[Saved data entries]

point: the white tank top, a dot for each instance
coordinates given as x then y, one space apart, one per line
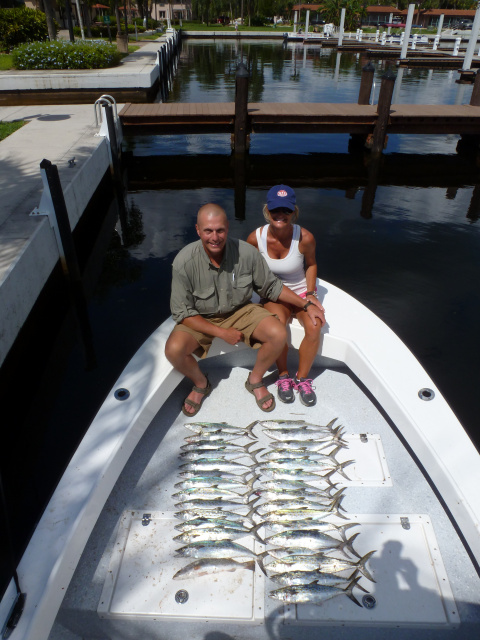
291 269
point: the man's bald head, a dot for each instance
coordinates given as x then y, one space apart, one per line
212 228
211 211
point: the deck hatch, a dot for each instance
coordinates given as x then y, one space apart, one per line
140 585
412 588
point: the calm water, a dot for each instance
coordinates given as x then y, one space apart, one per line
413 257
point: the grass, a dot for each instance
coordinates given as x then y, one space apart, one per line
6 62
7 128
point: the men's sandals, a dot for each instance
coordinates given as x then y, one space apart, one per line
206 391
251 386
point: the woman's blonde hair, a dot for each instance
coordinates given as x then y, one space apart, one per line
266 214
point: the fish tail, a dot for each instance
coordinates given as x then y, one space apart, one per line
341 471
254 532
343 528
353 576
336 506
249 430
332 454
261 563
250 482
363 569
349 591
252 454
349 545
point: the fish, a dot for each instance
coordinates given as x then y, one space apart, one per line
203 493
288 552
319 443
212 436
212 566
214 549
309 523
313 593
210 523
214 427
291 474
318 560
289 578
313 466
216 533
213 473
284 495
333 565
209 454
205 503
216 444
214 512
301 433
286 454
292 484
297 503
238 482
281 424
203 464
313 539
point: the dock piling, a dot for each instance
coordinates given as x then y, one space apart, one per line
383 111
366 83
241 109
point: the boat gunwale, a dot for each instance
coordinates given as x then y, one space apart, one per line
353 335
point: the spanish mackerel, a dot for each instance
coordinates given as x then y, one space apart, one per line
313 593
212 566
215 549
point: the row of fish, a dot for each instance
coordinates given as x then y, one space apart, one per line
218 504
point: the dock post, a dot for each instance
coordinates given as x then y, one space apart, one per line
475 97
383 111
366 83
241 109
69 261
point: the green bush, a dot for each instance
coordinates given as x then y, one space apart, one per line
97 31
21 25
83 54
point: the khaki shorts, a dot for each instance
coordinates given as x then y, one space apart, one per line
246 319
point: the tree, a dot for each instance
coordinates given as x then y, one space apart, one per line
47 9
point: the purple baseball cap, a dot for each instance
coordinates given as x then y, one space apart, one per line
281 196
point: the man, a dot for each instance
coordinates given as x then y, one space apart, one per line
212 284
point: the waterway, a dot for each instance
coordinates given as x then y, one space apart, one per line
413 257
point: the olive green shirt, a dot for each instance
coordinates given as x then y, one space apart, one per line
200 288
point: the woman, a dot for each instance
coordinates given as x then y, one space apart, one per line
289 251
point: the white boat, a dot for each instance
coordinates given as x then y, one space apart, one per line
101 561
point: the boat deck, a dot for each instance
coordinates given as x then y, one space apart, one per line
426 584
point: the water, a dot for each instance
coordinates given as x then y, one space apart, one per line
414 259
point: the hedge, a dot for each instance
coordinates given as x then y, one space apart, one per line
82 54
21 25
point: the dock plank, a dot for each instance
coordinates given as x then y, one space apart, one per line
301 117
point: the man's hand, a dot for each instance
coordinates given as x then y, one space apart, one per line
232 336
316 312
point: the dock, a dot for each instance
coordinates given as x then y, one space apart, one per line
271 117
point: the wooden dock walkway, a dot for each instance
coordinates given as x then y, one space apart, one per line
276 117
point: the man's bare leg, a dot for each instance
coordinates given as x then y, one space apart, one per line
178 350
273 336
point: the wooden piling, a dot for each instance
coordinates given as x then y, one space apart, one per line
475 97
241 109
383 111
366 84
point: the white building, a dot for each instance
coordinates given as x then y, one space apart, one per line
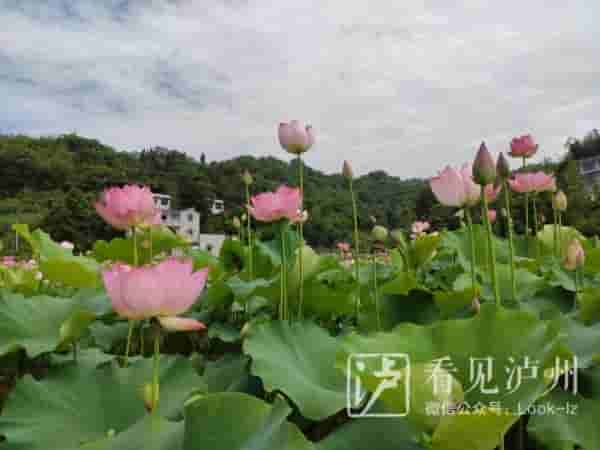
185 222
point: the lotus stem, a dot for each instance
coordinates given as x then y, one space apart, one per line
472 239
535 229
301 230
511 244
249 232
376 293
155 369
356 246
492 250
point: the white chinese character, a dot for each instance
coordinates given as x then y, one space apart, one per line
517 373
440 375
481 373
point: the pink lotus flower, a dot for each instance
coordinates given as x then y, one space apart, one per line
454 187
284 203
68 245
523 147
575 257
532 182
163 291
419 228
128 207
343 247
296 138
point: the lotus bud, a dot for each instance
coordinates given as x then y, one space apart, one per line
380 233
347 170
502 167
150 394
559 201
247 178
484 168
575 257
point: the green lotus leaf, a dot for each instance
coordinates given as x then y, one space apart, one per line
234 421
298 359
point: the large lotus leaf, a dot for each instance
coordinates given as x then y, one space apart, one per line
562 429
230 373
149 433
589 304
73 271
40 324
148 242
505 336
480 430
583 341
83 403
298 359
233 421
382 433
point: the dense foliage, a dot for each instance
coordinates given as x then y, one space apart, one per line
51 182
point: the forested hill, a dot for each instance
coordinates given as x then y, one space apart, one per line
52 182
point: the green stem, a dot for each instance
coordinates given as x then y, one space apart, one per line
249 232
284 299
356 246
472 239
376 293
535 228
492 250
155 370
300 249
511 244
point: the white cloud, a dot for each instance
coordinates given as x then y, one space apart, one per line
402 86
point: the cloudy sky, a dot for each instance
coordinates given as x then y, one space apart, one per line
405 86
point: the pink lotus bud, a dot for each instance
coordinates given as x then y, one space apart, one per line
502 167
484 168
68 245
247 178
347 170
164 290
532 182
284 203
128 207
296 138
453 187
575 257
523 147
559 201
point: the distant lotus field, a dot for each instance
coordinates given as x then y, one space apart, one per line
414 339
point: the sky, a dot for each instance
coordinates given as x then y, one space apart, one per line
402 86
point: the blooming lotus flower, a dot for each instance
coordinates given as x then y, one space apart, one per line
532 182
575 257
163 291
128 207
523 147
453 187
284 203
68 245
343 246
419 228
296 138
559 201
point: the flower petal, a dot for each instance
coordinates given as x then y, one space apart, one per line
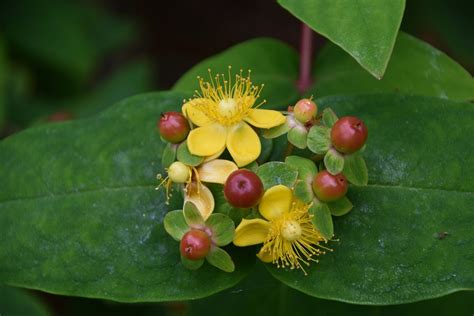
216 171
207 140
201 197
251 232
243 144
191 110
275 202
265 118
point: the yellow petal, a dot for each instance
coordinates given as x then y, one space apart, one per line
264 256
191 110
265 118
216 171
275 202
251 232
207 140
202 197
243 144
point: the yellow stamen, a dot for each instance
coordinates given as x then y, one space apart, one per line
229 102
293 241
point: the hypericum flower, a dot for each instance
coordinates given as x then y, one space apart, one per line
214 171
287 232
221 111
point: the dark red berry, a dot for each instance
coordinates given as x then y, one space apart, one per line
328 187
305 110
243 189
173 126
195 245
349 134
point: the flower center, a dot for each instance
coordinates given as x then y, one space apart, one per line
227 108
291 230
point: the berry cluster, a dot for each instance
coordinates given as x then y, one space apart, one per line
285 206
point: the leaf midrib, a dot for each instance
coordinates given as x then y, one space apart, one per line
150 186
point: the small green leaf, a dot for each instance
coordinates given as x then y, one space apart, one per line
319 139
169 155
220 259
276 131
306 167
191 264
304 191
329 117
355 169
175 224
322 219
275 172
340 207
222 228
192 215
186 157
334 161
298 136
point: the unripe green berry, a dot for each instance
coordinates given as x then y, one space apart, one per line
349 134
328 187
305 110
178 172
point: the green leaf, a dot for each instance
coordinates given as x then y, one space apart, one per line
272 62
340 207
219 258
186 157
16 302
79 213
415 68
329 117
306 167
389 244
304 191
322 219
222 228
319 139
169 155
276 131
275 172
366 29
334 161
192 216
355 169
175 224
191 264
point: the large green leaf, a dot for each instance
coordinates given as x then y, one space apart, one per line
421 183
17 302
366 29
272 62
79 213
259 294
415 68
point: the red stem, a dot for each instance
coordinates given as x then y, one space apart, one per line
306 55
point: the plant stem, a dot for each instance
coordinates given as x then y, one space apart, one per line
306 55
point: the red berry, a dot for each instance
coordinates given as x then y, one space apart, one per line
195 245
305 110
328 187
349 134
243 189
173 126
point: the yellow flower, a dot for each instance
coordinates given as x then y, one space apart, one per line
223 111
287 233
213 171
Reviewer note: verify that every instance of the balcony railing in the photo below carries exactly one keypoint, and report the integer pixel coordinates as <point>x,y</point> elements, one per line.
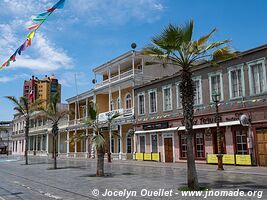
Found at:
<point>102,117</point>
<point>118,77</point>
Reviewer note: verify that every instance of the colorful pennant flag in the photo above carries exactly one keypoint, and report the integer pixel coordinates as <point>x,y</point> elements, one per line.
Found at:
<point>33,28</point>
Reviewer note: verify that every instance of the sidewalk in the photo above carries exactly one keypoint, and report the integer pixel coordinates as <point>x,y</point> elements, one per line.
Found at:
<point>200,167</point>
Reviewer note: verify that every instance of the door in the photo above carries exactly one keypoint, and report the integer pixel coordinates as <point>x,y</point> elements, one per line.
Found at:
<point>261,137</point>
<point>168,150</point>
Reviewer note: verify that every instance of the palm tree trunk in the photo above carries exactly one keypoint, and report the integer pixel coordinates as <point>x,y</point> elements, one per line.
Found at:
<point>188,94</point>
<point>100,162</point>
<point>55,151</point>
<point>26,139</point>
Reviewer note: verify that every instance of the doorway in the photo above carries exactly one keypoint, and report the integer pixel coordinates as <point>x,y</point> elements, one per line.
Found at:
<point>168,149</point>
<point>261,142</point>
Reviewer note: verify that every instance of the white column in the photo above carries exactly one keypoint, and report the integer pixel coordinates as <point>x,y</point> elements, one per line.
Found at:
<point>58,143</point>
<point>47,143</point>
<point>75,147</point>
<point>68,143</point>
<point>120,141</point>
<point>109,99</point>
<point>86,107</point>
<point>110,136</point>
<point>93,149</point>
<point>86,143</point>
<point>41,148</point>
<point>133,99</point>
<point>119,71</point>
<point>133,61</point>
<point>134,142</point>
<point>120,97</point>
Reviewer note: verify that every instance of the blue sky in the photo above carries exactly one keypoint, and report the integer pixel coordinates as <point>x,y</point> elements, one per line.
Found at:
<point>87,33</point>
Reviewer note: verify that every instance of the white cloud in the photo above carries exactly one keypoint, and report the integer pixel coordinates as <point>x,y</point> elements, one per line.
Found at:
<point>67,79</point>
<point>117,11</point>
<point>6,79</point>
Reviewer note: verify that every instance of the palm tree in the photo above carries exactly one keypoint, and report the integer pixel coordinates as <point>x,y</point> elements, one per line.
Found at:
<point>175,45</point>
<point>25,108</point>
<point>98,139</point>
<point>54,114</point>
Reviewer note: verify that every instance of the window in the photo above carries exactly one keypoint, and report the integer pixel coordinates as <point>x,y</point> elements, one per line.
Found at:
<point>142,144</point>
<point>241,142</point>
<point>257,77</point>
<point>199,144</point>
<point>112,145</point>
<point>118,103</point>
<point>119,145</point>
<point>198,91</point>
<point>141,103</point>
<point>111,105</point>
<point>178,96</point>
<point>167,98</point>
<point>154,143</point>
<point>216,84</point>
<point>128,101</point>
<point>129,144</point>
<point>152,101</point>
<point>183,146</point>
<point>236,82</point>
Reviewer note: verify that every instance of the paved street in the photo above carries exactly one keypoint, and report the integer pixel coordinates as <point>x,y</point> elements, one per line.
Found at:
<point>75,179</point>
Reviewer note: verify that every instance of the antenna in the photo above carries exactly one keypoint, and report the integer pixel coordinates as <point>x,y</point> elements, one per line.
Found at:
<point>77,96</point>
<point>244,120</point>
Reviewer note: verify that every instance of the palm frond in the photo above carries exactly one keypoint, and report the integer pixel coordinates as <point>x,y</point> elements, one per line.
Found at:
<point>223,54</point>
<point>19,107</point>
<point>204,39</point>
<point>187,31</point>
<point>98,141</point>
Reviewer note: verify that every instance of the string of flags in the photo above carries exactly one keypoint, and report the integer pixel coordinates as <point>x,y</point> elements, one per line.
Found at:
<point>37,22</point>
<point>201,108</point>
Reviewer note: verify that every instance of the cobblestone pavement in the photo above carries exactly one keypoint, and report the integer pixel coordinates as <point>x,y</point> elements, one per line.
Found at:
<point>75,179</point>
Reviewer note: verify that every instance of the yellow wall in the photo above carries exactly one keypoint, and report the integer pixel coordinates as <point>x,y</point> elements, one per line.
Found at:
<point>102,102</point>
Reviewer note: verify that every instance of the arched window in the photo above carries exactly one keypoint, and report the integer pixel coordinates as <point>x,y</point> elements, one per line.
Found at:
<point>129,141</point>
<point>118,103</point>
<point>128,101</point>
<point>111,105</point>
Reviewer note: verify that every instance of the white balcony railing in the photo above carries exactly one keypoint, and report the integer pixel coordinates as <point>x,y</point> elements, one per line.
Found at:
<point>118,77</point>
<point>102,117</point>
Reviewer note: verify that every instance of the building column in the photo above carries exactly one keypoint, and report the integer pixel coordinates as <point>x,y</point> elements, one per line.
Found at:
<point>120,153</point>
<point>119,71</point>
<point>120,97</point>
<point>133,62</point>
<point>93,149</point>
<point>47,143</point>
<point>68,143</point>
<point>134,136</point>
<point>41,147</point>
<point>86,143</point>
<point>58,143</point>
<point>86,107</point>
<point>109,99</point>
<point>75,112</point>
<point>75,145</point>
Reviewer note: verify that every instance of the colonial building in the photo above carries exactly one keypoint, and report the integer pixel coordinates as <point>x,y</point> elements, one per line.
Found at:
<point>42,89</point>
<point>78,132</point>
<point>113,92</point>
<point>241,85</point>
<point>40,129</point>
<point>5,137</point>
<point>18,135</point>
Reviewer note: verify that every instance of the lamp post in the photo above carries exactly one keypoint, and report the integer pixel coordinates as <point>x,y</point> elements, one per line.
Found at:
<point>216,100</point>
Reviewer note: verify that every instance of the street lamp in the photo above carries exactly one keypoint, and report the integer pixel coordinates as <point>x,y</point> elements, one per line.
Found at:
<point>216,100</point>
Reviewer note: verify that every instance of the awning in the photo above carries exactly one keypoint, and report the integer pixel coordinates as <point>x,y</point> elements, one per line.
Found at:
<point>230,123</point>
<point>158,130</point>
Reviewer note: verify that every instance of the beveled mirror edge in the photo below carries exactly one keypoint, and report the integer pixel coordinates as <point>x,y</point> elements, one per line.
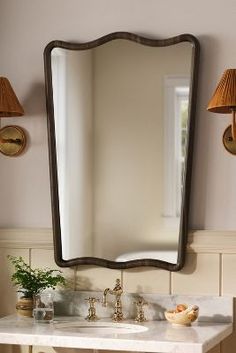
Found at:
<point>188,164</point>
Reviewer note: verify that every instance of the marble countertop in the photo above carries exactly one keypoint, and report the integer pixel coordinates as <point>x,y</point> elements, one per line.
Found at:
<point>160,336</point>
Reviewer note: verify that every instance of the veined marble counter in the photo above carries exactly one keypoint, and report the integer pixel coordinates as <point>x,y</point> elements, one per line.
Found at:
<point>160,337</point>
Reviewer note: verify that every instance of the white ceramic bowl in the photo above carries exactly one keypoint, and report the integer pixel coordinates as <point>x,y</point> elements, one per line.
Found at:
<point>183,318</point>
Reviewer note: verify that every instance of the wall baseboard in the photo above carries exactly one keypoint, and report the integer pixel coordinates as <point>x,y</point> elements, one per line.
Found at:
<point>200,241</point>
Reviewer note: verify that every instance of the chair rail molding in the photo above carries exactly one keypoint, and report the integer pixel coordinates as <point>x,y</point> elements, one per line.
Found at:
<point>199,241</point>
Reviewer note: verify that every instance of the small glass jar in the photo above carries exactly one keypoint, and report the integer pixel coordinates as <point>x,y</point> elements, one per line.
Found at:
<point>43,311</point>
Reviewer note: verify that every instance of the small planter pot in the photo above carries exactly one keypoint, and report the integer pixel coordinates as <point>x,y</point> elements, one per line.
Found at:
<point>24,307</point>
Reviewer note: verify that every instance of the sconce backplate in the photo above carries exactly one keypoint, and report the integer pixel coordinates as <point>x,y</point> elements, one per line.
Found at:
<point>228,141</point>
<point>12,140</point>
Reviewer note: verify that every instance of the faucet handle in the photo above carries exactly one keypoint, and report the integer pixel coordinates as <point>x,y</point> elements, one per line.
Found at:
<point>92,310</point>
<point>140,312</point>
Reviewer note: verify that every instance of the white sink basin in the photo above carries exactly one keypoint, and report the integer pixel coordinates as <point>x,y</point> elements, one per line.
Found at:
<point>99,328</point>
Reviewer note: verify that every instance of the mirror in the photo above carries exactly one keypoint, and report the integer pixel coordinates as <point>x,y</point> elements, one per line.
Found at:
<point>121,126</point>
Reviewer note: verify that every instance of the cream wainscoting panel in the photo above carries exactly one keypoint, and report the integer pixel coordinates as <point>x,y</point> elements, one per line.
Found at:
<point>95,278</point>
<point>200,275</point>
<point>210,269</point>
<point>229,274</point>
<point>45,258</point>
<point>146,280</point>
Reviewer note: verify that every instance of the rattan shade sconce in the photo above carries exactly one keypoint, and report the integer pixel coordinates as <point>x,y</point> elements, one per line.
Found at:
<point>12,137</point>
<point>223,101</point>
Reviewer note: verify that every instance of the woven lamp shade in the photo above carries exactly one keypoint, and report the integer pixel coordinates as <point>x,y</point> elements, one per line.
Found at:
<point>224,98</point>
<point>9,104</point>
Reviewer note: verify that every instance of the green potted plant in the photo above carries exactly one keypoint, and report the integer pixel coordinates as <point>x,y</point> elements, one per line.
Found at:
<point>31,282</point>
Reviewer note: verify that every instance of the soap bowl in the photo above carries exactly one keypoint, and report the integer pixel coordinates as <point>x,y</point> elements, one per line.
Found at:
<point>182,315</point>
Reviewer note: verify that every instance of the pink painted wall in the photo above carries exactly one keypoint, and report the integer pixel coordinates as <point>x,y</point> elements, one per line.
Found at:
<point>26,27</point>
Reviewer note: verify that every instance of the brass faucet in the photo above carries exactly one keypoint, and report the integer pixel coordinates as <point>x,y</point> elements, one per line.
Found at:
<point>117,291</point>
<point>140,312</point>
<point>92,311</point>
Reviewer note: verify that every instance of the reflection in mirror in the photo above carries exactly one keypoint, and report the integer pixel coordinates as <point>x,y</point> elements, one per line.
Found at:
<point>120,128</point>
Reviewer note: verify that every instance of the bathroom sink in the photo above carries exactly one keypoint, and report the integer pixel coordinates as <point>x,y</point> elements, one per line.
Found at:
<point>99,328</point>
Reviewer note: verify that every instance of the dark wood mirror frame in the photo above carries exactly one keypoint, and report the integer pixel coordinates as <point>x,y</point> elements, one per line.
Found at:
<point>183,230</point>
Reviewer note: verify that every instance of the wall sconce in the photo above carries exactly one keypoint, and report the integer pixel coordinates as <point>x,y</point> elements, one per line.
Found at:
<point>12,137</point>
<point>224,102</point>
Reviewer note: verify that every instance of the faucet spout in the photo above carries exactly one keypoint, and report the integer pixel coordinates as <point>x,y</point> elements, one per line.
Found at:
<point>104,297</point>
<point>117,291</point>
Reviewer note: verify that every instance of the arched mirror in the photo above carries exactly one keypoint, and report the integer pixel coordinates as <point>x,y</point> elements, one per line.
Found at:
<point>121,127</point>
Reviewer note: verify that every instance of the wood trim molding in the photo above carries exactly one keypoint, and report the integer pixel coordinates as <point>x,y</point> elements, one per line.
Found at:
<point>199,241</point>
<point>26,238</point>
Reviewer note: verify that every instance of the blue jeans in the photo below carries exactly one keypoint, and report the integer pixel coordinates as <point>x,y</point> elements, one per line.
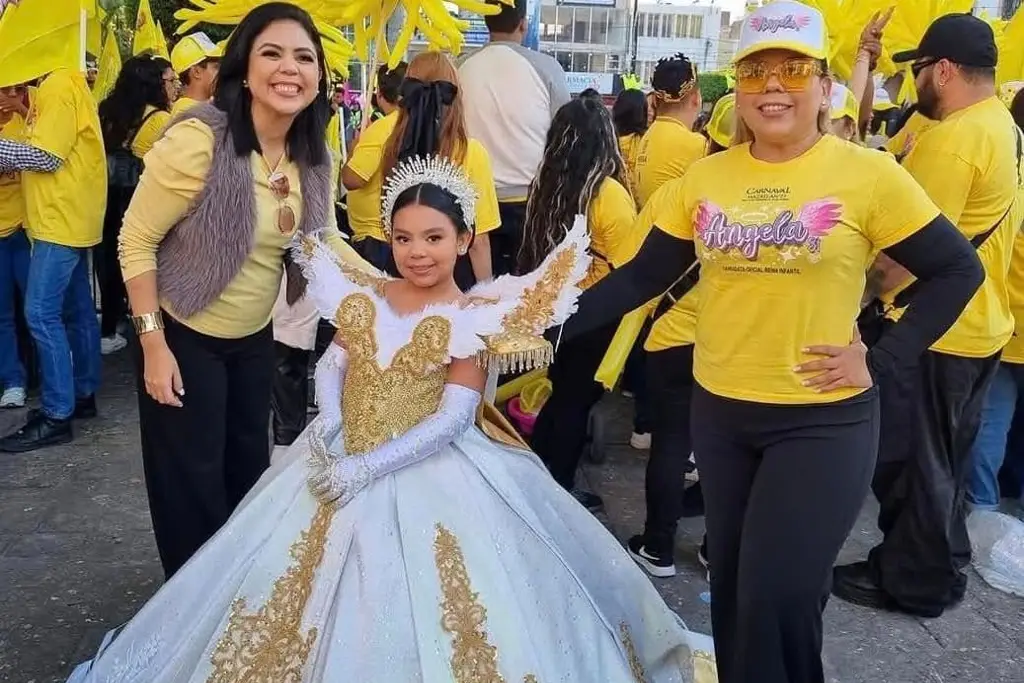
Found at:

■ **WHAT TO PRODUCE**: From the records above, copy out the line with "point: the fish tail, a dot for each instance", the line with "point: the boat gunwale, a", and every line between them, word for word.

■ **EXPECTED OUTPUT**:
point: the fish tail, a dot for each instance
coordinates given as x then y, one space apart, one per line
341 471
254 532
343 528
353 576
336 506
249 430
332 454
261 563
250 482
363 569
349 591
252 454
349 545
point: the fish, a dot for each instance
coordinates given as x then y, one space apart, one per line
203 493
288 552
319 443
212 436
212 566
214 549
309 523
313 593
210 523
214 427
291 474
318 560
289 578
313 466
216 533
213 473
284 495
333 565
209 454
205 503
216 444
214 512
301 433
286 454
292 484
297 503
238 482
281 424
203 464
313 539
point: the dock piling, a dot for each instance
coordinates given as x then y, one space apart, one per line
383 111
366 83
241 109
point: the boat gunwale, a dot for each instance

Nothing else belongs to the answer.